# START OF RAW RECORDS

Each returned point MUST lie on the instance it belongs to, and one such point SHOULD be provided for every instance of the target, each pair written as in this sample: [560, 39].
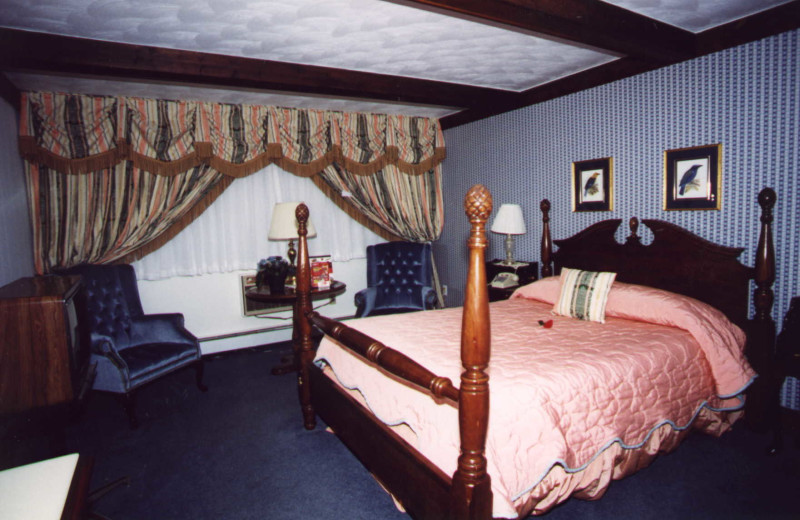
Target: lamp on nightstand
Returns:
[509, 221]
[284, 227]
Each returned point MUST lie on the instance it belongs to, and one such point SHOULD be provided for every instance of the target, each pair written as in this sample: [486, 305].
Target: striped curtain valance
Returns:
[73, 133]
[111, 179]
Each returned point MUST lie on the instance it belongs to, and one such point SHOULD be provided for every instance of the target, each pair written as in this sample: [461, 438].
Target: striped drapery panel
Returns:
[111, 179]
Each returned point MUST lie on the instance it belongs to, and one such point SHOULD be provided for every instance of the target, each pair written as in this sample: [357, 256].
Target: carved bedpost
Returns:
[762, 396]
[471, 493]
[765, 258]
[547, 242]
[303, 348]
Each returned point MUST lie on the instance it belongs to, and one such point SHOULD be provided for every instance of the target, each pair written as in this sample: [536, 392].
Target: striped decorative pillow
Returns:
[584, 294]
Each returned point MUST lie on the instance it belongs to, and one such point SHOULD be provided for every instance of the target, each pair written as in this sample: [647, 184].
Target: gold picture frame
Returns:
[693, 178]
[593, 185]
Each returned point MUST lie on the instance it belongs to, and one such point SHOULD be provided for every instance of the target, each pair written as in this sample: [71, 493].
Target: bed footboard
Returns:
[423, 489]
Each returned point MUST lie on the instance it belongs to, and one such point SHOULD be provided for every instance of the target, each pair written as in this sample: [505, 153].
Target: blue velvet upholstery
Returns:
[399, 279]
[129, 347]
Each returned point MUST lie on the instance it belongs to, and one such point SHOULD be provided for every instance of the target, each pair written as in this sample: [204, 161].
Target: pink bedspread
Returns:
[559, 396]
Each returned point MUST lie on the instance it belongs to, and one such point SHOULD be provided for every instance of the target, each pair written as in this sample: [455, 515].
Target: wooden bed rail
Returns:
[388, 359]
[469, 491]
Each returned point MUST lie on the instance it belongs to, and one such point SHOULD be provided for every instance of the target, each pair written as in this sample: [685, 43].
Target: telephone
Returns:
[504, 280]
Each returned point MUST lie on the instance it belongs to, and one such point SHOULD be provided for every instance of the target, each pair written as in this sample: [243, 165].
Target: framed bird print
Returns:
[593, 185]
[692, 177]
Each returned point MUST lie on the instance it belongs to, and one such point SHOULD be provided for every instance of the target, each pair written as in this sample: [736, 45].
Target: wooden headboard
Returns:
[677, 260]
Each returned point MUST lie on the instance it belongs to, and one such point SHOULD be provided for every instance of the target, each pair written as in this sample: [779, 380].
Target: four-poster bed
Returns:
[676, 261]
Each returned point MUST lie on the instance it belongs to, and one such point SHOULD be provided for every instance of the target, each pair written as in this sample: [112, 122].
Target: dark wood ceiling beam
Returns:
[773, 21]
[9, 92]
[46, 53]
[600, 75]
[590, 23]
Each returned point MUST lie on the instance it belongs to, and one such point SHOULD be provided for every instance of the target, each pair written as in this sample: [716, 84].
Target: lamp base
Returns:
[509, 250]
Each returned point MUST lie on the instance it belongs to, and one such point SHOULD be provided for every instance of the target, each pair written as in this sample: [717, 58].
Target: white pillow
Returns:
[584, 294]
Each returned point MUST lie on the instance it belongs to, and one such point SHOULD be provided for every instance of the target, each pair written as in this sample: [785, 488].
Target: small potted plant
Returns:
[273, 271]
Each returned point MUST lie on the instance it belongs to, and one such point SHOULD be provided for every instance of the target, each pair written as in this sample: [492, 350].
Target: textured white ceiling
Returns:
[696, 15]
[363, 35]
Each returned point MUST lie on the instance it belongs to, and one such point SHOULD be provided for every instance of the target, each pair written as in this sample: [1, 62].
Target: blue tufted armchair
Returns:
[130, 347]
[399, 279]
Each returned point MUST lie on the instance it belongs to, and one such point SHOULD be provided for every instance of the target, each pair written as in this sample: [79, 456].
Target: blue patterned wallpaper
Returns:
[747, 98]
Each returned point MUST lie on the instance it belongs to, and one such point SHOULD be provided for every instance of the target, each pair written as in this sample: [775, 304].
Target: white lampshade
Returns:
[509, 220]
[284, 223]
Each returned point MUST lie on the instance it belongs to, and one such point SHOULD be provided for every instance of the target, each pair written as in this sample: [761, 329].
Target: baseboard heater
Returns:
[258, 331]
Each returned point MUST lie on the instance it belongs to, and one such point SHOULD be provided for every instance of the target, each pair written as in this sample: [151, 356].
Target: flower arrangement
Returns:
[273, 271]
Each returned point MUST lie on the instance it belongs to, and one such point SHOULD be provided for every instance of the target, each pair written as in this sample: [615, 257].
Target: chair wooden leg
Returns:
[129, 402]
[199, 368]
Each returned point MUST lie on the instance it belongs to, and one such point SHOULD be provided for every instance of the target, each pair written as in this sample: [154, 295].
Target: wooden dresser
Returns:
[43, 361]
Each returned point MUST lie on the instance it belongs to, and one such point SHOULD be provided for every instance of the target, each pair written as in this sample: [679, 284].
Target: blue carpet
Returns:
[240, 451]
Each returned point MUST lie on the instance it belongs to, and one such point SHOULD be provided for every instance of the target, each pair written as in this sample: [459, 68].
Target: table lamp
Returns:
[509, 221]
[284, 227]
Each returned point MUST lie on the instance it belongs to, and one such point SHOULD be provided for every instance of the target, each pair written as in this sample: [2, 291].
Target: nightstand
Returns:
[527, 272]
[787, 363]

# END OF RAW RECORDS

The answer consists only of the lines from the one containing "sample: [1, 62]." to the end of the records, each written out exactly.

*RESPONSE:*
Each returned point MUST lie on the instance it belongs to, and one such point SHOULD be provided for every instance of the target, each pair written as in this sample: [1, 62].
Target: blue tufted armchair
Returns:
[130, 347]
[399, 279]
Each returned point MUST lie on the instance it belongs to, and one such point SHOULD be provided for every instance of the target, each pair written as in this sample: [79, 456].
Target: blue patterned wallpaper
Returns:
[747, 98]
Each returned point MUST lie on the instance it belongs to, and one such point SHOULD be provided for every instance of the target, each pair written as in this sample: [775, 304].
Target: white lampshade
Returns:
[509, 220]
[284, 223]
Each returned point MUST lie on the instance it belongs to, and one such point SHOULD be provided for every instance of the target, each pair written as in this sample: [761, 329].
Target: baseboard heater
Returns:
[258, 331]
Each returned point MUST lie on the instance it belongs to, and one such point SHOULD be provided for every instance of the target, each pair written as in this sample: [151, 356].
Target: flower arrangement
Returns:
[273, 271]
Each returned point MUST lie on the instance it belongs to, and one such point SHOULD be provided for every instance of the target, each pair written as in this sample: [615, 257].
Target: chair wooden leg
Returns:
[129, 402]
[199, 368]
Each returned point MUST lie on the instance it belongs to, and one such point SHOULD be provided for every instance of the target, each pair written as in this sample: [154, 295].
Target: wooden dresser
Returns:
[43, 361]
Each returned point MUST lie on the instance it belongs to, and one such point SHOULD be provided for every instance of the target, each pair written as in this sample: [679, 284].
Target: blue carpet
Returns:
[240, 451]
Each returned point MUST lie on the instance it belongs to, and one such point SHOULD be provided for every instance of the target, each pair written as in this sample: [459, 68].
Target: table lamp
Returns:
[509, 221]
[284, 227]
Each returned point MUST lie on the instance it belongs to, and one such point SHOULD be provided for every instance of the target, each pair written as in this sample: [2, 291].
Target: nightstand
Returns:
[527, 272]
[787, 363]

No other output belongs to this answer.